■ **対象本文**:

孤育ての経験を力にー触れることから始まる学び-

アタッチメントと性教育をつなぐ講師活動


滋賀県内で活躍する原井有加さんは、乳幼児期からの「包括的性教育」をテーマにした講師活動を行っています。活動の場は、子育て支援センター、保育園、幼稚園、フリースクール、放課後等デイサービスなど多岐にわたり、子ども・保護者・職員を対象に年間50件以上の講演や研修を実施しています。

また、今年からは「アタッチメント・ベビーマッサージ」や「育児セラピスト」の資格を活かし、地域の子育て支援団体のパートナーとしても活動を拡大。イオンモール内の子育て支援ひろばなどでも講師を務めるなど、幅広い場で子育て支援に携わっています。


さらに、元NICU(新生児集中治療室)・GCU(回復期治療室)・小児科外来・保育園看護師という経歴を持ち、その経験を活かした育児相談にも応じています。アタッチメント(親子の愛着関係)や発達心理学といった根拠に基づく学びをベースに、ベビーマッサージを入口として、親子の触れ合いにとどまらず毎回テーマを設け、保護者へ学びを届けています。その活動が評価され、京都新聞でも取り上げられました。

活動を始めたきっかけ

活動の原点は「我が子にベビーマッサージをしてあげたい」という思いからでした。結婚を機に家族や友人のいない土地で子育てをする中で、孤独を感じるようになり、次第に「孤育て」となっていったといいます。子どもが好きなのに我が子にはイライラしてしまう―そんな葛藤から育児ノイローゼを経験しました。

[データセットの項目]
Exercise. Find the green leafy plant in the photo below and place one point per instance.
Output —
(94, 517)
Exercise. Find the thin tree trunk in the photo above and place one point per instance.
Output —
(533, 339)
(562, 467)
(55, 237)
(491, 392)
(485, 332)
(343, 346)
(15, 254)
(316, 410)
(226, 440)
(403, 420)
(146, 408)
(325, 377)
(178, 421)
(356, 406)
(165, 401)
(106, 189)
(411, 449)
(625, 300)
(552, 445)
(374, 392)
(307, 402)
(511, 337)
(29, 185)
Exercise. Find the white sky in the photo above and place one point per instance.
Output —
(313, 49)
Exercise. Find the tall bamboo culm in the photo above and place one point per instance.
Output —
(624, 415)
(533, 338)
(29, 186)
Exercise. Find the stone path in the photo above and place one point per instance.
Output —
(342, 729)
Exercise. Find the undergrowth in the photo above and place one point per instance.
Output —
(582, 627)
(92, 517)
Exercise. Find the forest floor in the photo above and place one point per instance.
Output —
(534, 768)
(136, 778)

■ **課題内容**: 原井有加さんの講師活動を紹介する本文について、最後の文の後から続きを書いてください。

■ **本課題の解答**:
支援センターにも馴染めず、頼れる人もいない中で必死に働きながら子育てを続ける日々。そんな中、夫の転勤で地元に戻ることができ、同じように孤独を感じているお母さんたちの居場所をつくりたいと思うようになりました。しかし、ベビーマッサージ教室がすでに多くあったため、自分の得意分野を活かして新たな形の支援を模索。その結果、「性教育」を軸にした活動へとつながっていきました。

自身の経験から、「性」をタブーにせず、親子で安心して話し合える環境づくりの大切さを感じ、身近な場所から包括的性教育を広めたいという思いが、今の活動の原動力となっています。

母さんたちの気持ちに寄り添うサポート


講師として活動する上で活かされているのは、アタッチメント理論や発達心理学の知識、そして心理カウンセラーとして学んだ対話の技術です。これらを組み合わせることで、お母さんたちの気持ちに寄り添いながら、実践的かつ心に響くサポートを行っています。

知識と心の両面から親子を支える学びの場

原井さんの活動の最大の特徴は、看護師としての専門的な知識と、アタッチメントをベースにした温かい支援が融合している点です。単なるベビーマッサージ指導ではなく、「触れること」そのものの意味や、親子の関係づくりに関する深い学びを伝えています。

また、「性」に関する話題をオープンに扱うことができる点も大きな強みです。誰もが関わるテーマでありながら、話しづらいと感じがちな領域についても、安心して学べる場を提供しています。原井さんの講座は、知識と心の両面から親子を支える学びの場として、多くの参加者に支持されています。